◆ TASK REQUIREMENTS ◆
1. Write out the titles of the numbered examples in the PostgreSQL data types text.
2. Pick up the PostgreSQL data types text at the point where it stops, and write the next part.

In this chapter, you will be introduced to `text`, `numeric`, `temporal`, and `boolean data` types in `PostgreSQL`. After completing this chapter, you will be able to define the appropriate `data types` for table columns based on the `data values` to be stored.

## 1. Introduction to PostgreSQL data types

#### Data categories in PostgreSQL.
For instance: 
- `text`
- `numeric`
- `temporal`
- `boolean`
- **`Others`:** `geometric, binary, monetary.`

#### Examples.
**EX 1. Representing birthday.**
- Cathy: May 3rd 2006;
- **`Possible presentation`.** Available type:

> **text:** `"May 3, 2006", "5/3/2006"`

> **datetime:** `2006-05-03`.

**EX 2. Tracking payment status.**
- Did attending member pay?
- **`Possible presentation`.** Available type:

> **text:** `"Yes"/"No"` or `"Y" / "N"`

> **boolean:** `'True' / 'False'`

$\Rightarrow$ **`The specific types provide a restriction on values.`**

**EX 3. Trip distance.**
- Mark flew 326 miles for the `client meeting`.

◆ DATASET ROWS ◆
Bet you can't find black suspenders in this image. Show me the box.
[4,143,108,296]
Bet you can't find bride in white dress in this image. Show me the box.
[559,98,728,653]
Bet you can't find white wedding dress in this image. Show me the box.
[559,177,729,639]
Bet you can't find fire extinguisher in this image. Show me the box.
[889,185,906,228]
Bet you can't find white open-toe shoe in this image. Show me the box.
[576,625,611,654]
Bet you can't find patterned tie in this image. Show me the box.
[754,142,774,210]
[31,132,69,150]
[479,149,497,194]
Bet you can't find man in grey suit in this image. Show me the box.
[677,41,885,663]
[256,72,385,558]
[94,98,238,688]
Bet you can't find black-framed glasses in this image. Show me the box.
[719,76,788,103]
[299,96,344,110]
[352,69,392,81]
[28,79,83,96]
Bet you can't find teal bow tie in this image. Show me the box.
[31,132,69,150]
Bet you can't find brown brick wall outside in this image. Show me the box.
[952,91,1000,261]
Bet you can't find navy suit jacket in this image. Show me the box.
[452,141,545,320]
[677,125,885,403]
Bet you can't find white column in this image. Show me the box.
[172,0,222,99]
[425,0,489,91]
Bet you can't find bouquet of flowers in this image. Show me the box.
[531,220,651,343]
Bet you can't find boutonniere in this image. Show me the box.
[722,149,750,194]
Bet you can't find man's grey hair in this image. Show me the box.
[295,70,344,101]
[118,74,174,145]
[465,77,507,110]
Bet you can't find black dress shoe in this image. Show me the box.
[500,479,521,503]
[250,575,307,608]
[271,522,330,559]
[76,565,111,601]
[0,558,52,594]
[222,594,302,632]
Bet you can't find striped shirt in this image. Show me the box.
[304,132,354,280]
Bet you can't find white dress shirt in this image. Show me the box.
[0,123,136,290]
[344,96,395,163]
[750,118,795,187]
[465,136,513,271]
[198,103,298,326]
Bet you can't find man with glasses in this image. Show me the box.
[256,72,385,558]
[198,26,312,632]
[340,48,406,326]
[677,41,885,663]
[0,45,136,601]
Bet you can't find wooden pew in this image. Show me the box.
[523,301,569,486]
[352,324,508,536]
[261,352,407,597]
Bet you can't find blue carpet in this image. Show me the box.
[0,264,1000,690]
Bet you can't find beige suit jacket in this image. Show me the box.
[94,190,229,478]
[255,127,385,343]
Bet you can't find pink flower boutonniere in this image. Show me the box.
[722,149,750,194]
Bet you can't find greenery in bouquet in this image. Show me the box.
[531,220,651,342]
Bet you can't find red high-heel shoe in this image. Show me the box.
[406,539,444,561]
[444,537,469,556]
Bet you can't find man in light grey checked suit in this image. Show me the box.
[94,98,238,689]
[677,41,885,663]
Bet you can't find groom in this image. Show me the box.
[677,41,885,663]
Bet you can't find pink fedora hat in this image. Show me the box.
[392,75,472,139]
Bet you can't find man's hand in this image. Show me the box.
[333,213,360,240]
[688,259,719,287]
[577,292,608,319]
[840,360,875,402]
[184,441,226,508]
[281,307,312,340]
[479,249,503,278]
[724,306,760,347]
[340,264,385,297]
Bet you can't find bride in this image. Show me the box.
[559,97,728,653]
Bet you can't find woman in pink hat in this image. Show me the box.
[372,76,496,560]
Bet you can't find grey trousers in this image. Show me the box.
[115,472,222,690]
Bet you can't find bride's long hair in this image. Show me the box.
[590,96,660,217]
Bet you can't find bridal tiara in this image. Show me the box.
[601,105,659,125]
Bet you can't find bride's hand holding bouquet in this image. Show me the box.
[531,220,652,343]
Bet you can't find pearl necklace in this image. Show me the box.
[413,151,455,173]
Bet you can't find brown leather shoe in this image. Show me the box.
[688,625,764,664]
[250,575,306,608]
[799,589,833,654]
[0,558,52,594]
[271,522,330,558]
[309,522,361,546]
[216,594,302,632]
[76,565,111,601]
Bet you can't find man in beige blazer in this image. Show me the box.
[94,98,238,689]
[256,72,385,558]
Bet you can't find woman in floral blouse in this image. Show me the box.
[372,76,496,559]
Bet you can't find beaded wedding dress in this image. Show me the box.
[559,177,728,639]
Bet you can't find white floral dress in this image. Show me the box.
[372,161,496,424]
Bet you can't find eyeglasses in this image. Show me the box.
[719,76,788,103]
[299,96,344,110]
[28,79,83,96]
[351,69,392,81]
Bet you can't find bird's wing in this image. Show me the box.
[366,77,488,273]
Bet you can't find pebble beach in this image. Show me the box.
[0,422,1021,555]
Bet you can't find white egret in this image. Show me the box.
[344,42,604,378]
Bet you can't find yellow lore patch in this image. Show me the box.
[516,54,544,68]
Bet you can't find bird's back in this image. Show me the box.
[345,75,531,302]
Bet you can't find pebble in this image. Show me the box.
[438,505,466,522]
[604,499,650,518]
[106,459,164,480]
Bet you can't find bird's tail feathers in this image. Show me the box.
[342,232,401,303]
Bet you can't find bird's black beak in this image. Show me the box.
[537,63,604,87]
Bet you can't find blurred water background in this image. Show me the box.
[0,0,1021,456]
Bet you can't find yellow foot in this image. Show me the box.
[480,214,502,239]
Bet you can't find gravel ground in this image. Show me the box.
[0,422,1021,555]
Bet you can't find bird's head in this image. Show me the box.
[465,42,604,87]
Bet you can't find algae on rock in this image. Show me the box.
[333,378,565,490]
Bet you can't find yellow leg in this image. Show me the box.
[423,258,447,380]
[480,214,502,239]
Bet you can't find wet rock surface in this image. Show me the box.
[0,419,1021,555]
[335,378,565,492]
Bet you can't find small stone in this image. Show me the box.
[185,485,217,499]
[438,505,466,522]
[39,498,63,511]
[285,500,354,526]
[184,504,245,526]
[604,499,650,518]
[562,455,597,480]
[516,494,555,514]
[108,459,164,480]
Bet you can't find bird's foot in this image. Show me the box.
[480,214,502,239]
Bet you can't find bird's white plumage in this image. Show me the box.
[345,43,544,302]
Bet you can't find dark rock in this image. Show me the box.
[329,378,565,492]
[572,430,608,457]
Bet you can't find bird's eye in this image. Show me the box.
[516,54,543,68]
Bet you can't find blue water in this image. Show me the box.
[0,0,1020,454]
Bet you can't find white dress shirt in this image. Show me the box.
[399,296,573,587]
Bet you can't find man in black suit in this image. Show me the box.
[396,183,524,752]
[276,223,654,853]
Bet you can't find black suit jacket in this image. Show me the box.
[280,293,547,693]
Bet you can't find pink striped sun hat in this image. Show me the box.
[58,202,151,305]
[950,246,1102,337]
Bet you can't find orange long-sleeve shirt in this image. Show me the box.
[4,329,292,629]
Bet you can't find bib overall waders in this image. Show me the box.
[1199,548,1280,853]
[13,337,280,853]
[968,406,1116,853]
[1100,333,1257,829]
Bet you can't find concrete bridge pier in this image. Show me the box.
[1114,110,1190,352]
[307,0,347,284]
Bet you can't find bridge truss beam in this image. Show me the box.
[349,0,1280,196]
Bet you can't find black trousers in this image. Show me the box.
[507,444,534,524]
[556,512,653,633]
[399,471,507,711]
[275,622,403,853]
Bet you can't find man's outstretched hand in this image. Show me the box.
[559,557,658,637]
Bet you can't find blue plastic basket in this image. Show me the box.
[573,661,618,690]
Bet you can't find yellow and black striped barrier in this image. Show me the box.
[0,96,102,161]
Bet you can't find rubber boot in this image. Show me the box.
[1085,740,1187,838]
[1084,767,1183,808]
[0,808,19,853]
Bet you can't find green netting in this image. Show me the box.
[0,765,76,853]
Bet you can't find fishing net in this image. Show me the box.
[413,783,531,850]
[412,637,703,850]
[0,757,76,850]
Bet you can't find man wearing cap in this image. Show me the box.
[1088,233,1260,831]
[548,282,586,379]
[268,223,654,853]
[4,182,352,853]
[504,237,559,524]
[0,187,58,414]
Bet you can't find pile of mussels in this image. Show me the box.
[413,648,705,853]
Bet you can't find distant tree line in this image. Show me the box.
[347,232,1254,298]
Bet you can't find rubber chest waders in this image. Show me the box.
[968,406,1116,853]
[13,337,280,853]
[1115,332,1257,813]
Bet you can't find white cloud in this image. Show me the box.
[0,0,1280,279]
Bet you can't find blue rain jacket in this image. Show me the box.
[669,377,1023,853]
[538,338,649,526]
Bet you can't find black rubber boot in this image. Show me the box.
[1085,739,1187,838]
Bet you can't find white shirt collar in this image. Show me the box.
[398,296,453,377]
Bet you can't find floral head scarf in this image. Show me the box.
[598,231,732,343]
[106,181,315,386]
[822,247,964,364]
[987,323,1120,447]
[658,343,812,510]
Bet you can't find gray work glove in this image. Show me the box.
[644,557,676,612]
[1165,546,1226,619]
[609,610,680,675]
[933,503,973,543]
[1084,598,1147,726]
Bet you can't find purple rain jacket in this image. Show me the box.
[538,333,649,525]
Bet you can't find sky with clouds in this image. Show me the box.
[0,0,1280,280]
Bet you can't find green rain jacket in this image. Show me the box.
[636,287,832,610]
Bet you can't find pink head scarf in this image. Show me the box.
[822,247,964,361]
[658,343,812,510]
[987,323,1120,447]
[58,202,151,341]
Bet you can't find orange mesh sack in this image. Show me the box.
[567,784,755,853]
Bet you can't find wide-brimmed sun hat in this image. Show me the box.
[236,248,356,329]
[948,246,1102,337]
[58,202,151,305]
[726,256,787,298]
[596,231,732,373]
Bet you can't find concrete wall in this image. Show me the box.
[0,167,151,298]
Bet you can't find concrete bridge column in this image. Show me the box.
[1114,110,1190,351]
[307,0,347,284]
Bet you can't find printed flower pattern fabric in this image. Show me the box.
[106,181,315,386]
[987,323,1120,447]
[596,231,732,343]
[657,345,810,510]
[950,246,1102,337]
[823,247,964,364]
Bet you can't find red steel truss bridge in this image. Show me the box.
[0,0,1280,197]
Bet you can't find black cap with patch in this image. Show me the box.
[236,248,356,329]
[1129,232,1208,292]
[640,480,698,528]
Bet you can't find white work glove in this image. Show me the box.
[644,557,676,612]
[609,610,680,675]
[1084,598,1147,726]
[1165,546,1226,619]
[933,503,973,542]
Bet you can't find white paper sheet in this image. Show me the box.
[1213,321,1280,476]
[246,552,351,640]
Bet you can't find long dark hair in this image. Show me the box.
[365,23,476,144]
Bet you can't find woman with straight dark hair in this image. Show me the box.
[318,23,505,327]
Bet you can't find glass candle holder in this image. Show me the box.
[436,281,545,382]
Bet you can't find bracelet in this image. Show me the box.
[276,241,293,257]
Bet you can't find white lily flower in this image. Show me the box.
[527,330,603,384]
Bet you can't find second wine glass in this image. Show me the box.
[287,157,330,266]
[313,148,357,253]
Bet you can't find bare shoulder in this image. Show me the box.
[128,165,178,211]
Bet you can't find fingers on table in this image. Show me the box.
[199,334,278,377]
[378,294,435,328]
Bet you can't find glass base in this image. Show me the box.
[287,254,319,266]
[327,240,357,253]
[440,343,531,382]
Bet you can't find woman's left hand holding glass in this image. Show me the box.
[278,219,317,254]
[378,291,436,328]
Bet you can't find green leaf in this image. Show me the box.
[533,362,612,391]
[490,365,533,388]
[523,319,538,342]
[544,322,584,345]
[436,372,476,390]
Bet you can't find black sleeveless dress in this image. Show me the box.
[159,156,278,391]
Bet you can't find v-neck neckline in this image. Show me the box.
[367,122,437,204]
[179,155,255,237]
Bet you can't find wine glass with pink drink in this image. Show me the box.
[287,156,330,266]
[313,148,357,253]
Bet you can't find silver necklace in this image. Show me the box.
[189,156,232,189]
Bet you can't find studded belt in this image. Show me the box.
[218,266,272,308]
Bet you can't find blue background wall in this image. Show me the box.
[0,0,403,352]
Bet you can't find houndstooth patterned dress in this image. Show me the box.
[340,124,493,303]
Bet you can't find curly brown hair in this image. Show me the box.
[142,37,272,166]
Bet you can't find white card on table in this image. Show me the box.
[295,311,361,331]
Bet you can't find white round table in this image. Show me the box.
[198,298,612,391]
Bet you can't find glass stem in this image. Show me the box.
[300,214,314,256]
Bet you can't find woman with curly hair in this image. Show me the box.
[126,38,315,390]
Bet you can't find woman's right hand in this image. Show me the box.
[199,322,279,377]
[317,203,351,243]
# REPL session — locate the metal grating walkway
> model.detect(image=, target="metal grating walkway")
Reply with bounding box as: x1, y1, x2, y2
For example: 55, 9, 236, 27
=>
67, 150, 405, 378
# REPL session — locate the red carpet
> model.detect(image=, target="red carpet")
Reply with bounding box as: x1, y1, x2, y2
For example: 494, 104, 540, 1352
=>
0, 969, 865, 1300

◆ RESPONSES TO THE EXERCISE ◆
1.
EX 1. Representing birthday.
EX 2. Tracking payment status.
EX 3. Trip distance.

2.
- **`Possible presentation`.** Available type:

> **text:** `"326 miles"` or `"326"` at shortly

> **numeric:** `326`

$\Rightarrow$ **`The specific types provide a restriction on values.`**

### EXERCISEs

#### Exercise 1.1. Matching data representations and categories
Choosing the `proper data type` for representing the data to be stored in a `database` is an important aspect of `database` development. This choice has **`ramifications`** for how the data can be used, how much space is required to store the data, and how resilient the database is to the introduction of erroneous data. This exercise will allow you to identify the best data category for different data values.

**Question.** For each of the `data descriptions`, `drag` the `description` to the most appropriate `PostgreSQL` data category.

**SOLUTION.**

| Numeric | Boolean | Temporal |
|:-|:-|:-|
| The `height` of a customer for a custom clothing retailer business | `Whether or not` a customer is vegan. | A customer `wedding anniversary` |
| The `amount` of a coffee ordered from a distributor| `Whether` a type of plastic is recyclable `or not` | The `length` of the movie|

#### Exercise 1.2. Choosing data types at table creation
It is best to specify the `data type` for a column when the table is initially created. **`The type can be changed later`**. *However, this change may have unintended consequences if the column contains previously populated values*. 

In this exercise, you will specify data types based on the category of data to which the values belong.

We will now return to the `Small Business Association (SBA)` database example from [Chapter 1](). `SBA` loans are provided for specific business projects. You will complete the definition of the project table using the most appropriate column type.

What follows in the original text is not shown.